What to do: Can you format the records below as a two-column CSV with the header instruction,points, giving one row for each piece of text and its answer? Put each value in a single quoted field, with line breaks replaced by spaces, and leave the pictures out.

(Source data)
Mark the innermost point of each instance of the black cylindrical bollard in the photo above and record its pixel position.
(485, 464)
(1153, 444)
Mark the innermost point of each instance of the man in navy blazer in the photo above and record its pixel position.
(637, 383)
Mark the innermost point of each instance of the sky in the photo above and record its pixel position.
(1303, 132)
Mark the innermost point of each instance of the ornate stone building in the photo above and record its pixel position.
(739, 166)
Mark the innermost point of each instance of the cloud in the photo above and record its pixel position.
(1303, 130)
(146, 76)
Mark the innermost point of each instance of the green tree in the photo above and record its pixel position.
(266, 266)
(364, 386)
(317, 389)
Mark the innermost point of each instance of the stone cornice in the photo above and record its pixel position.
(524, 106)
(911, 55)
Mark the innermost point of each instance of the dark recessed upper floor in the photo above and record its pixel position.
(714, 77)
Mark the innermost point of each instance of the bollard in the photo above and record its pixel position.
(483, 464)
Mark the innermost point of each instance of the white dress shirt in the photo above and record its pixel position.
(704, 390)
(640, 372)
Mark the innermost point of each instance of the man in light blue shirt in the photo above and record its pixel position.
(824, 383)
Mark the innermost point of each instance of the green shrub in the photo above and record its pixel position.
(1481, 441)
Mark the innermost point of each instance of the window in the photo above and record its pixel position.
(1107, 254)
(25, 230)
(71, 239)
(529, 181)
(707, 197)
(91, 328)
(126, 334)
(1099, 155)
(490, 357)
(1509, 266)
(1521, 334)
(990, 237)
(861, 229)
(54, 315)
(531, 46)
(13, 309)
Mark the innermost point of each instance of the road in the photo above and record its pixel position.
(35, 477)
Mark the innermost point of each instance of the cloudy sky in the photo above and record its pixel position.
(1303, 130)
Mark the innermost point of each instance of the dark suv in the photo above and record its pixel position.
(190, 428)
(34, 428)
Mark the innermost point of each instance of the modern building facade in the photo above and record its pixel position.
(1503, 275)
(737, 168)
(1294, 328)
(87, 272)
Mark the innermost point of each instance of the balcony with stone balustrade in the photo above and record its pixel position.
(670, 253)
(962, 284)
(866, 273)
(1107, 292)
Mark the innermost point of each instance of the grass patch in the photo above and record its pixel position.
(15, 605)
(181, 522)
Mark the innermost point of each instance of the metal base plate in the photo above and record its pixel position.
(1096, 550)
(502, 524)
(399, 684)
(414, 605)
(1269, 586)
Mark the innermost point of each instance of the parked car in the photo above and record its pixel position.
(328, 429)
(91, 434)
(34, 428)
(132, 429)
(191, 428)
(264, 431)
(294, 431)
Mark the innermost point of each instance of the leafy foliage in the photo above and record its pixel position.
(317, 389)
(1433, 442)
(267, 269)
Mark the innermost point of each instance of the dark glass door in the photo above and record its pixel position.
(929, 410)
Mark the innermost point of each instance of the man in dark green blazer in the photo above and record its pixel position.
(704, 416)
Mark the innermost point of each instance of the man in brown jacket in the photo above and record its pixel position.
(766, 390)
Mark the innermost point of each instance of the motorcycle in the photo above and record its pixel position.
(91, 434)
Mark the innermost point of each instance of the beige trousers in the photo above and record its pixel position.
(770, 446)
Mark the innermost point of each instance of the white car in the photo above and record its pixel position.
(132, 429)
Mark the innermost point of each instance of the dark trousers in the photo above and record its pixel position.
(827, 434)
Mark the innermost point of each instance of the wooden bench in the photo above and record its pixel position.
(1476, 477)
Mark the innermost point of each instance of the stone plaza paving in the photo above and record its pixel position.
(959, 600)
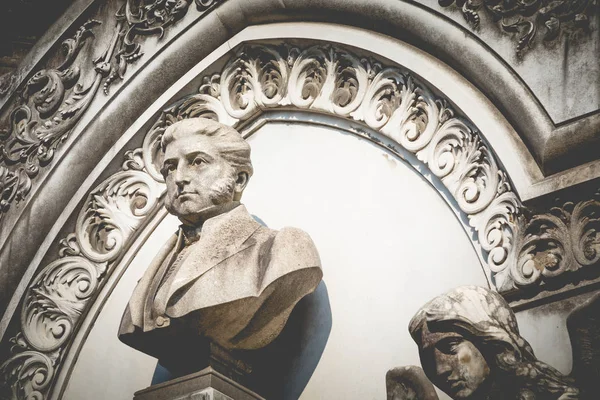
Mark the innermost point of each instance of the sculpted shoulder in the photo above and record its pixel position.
(292, 250)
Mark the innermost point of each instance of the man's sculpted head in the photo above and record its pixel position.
(206, 167)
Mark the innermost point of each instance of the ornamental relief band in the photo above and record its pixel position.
(193, 308)
(519, 249)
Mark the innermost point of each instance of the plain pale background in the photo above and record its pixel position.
(388, 243)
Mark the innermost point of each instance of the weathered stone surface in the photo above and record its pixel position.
(409, 383)
(207, 384)
(470, 347)
(223, 277)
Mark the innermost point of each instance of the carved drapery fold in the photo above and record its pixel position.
(517, 250)
(62, 292)
(332, 80)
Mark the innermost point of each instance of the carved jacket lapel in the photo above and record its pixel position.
(221, 238)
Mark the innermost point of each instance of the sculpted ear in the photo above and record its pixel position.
(240, 184)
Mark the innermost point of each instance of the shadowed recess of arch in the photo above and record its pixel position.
(323, 79)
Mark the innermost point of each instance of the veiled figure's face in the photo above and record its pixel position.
(198, 178)
(454, 365)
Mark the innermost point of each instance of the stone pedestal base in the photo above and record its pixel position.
(207, 384)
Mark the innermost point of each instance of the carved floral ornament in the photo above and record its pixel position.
(526, 18)
(519, 251)
(53, 100)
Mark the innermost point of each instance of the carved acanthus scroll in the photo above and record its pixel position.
(526, 18)
(53, 100)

Solved problem:
instruction,points
"Mark the innermost point of each instance of the black cylindrical bollard in the photo above and record its pixel position.","(485, 464) (1153, 444)"
"Mark the innermost point of each instance of the man in navy blazer in the photo above and record its pixel position.","(637, 383)"
"Mark the innermost point of each instance of the sky in the photo above and record its pixel position.","(1303, 132)"
"Mark the innermost point of each instance of the ornate stone building in the photo above and record its pixel position.","(739, 166)"
"Mark the innermost point of each instance of the cloud in the photo above and record its pixel position.","(1303, 130) (146, 76)"
"Mark the innermost point of each instance of the green tree in the photo above and record its pixel position.","(266, 266) (364, 386) (317, 389)"
"Mark the innermost point of each instance of the stone cornice in the photo above and record its pixel position.","(524, 106) (911, 55)"
"Mark the innermost point of each instance of the dark recessed upper floor in the photo above and record its pixel position.","(714, 77)"
"Mark the innermost point of each instance of the bollard in the photo above and record its pixel position.","(483, 464)"
"Mark the innermost point of each instance of the white dress shirt in the photo above and record its pixel position.","(704, 390) (640, 372)"
"Mark the innermost point of each instance of the man in light blue shirt in the photo above and record its pixel position.","(824, 383)"
"Mark the innermost point of each instance of the green shrub in the photo above and record its pixel position.","(1481, 441)"
"Mark the innermost point of each instance of the window in the photo above and record its pixel position.","(1107, 254) (25, 230) (71, 239) (529, 181) (707, 197) (91, 328) (126, 334) (1099, 155) (490, 357) (1509, 266) (1521, 334) (990, 237) (861, 229) (54, 315) (531, 46) (13, 309)"
"Mark the innermost point of each instance of the road in the photo above and record its pixel position.","(35, 477)"
"Mark the innermost point of each instance of the cloudy sky in the photo above and record its pixel position.","(1303, 130)"
"Mark the innermost point of each instance of the dark suv in the photo above and record its pixel position.","(190, 428) (34, 428)"
"Mark the innermost point of each instance of the modern building facade in the photo above and record its pixel position.","(1503, 275) (737, 168) (1294, 328) (87, 272)"
"Mark the innermost point of each instance of the balcony with stone balustrade in the photo above and record its pixel position.","(670, 253) (962, 284) (866, 273) (1107, 292)"
"Mark the innermost point of each instance of the grass patch in the photo above and record its pixel position.","(15, 605) (181, 522)"
"Mark the innermost point of each instance of the metal base plate in the photo above and record its pixel position.","(1096, 550) (502, 524) (399, 684) (414, 605) (1269, 586)"
"Mark the innermost point of each instance of the parked car in the photo above and record its pixel position.","(328, 429) (91, 434) (34, 428) (132, 429) (191, 428) (264, 431) (294, 431)"
"Mark the innermost point of each instance of the leafy foliage in the photo above and record its pixel position.","(317, 389) (1433, 442) (267, 269)"
"Mark the innermost point of each instance of the dark glass door in the photo above and record its pixel position.","(929, 410)"
"Mark the innermost point of each instance of the man in dark green blazer in the photo above and record its pixel position.","(704, 416)"
"Mark the innermost point of each instance of the man in brown jacket in the photo above and record its pixel position.","(766, 390)"
"Mark the innermost point of each instance of the motorcycle in the photo above and record its pixel position.","(91, 434)"
"Mark the innermost point of each instance of the beige trousers in the photo above and record its pixel position.","(770, 446)"
"Mark the innermost point of each instance of the white car in the photo above and record its pixel position.","(132, 429)"
"Mark the innermost point of each instance of the dark trousers in the photo above and record its pixel position.","(827, 434)"
"Mark the innermost point of each instance of the wooden bench in the photo above and record its pixel position.","(1476, 477)"
"Mark the innermost point of each instance of the stone plaza paving in the photo above and record its pixel position.","(959, 600)"
"Mark the innermost point of each instance of the sculpted shoulder in the photo above and record its pixel position.","(292, 250)"
"Mark the innermost point of each instance of the man's sculpted head in the photo above and record its pixel position.","(206, 167)"
"Mark the innermost point of each instance of the ornamental relief band in the photo above and record its pixel position.","(193, 308) (519, 249)"
"Mark the innermost point of each instance of the plain pale background in the photo above and record its pixel position.","(388, 243)"
"Mark the innermost point of each instance of the weathered stone surface in the photo above and record its pixel position.","(409, 383) (207, 384) (470, 347) (223, 277)"
"Mark the innermost point of each instance of the carved drapery fold in the photo above and record its pixel position.","(517, 250) (62, 292) (332, 80)"
"Mark the innermost point of each instance of the carved jacket lapel in the photo above and record its pixel position.","(221, 238)"
"Mark the innermost point of each instance of the sculpted ear in the photo above and record its pixel position.","(240, 184)"
"Mark the innermost point of each instance of the shadowed recess of arch in the photo above and record its pixel position.","(323, 79)"
"Mark the innermost point of each instance of the veiled figure's face in the photo above and record its pixel position.","(198, 178) (454, 365)"
"Mark the innermost point of each instance of the stone pedestal base in the photo above and record its pixel position.","(207, 384)"
"Mark the innermost point of each instance of the carved floral ornament in the photo above and record its pixel position.","(526, 18) (519, 251) (53, 100)"
"Mark the innermost point of each instance of the carved acanthus scroll in the photo above and record its pixel position.","(526, 18) (53, 100)"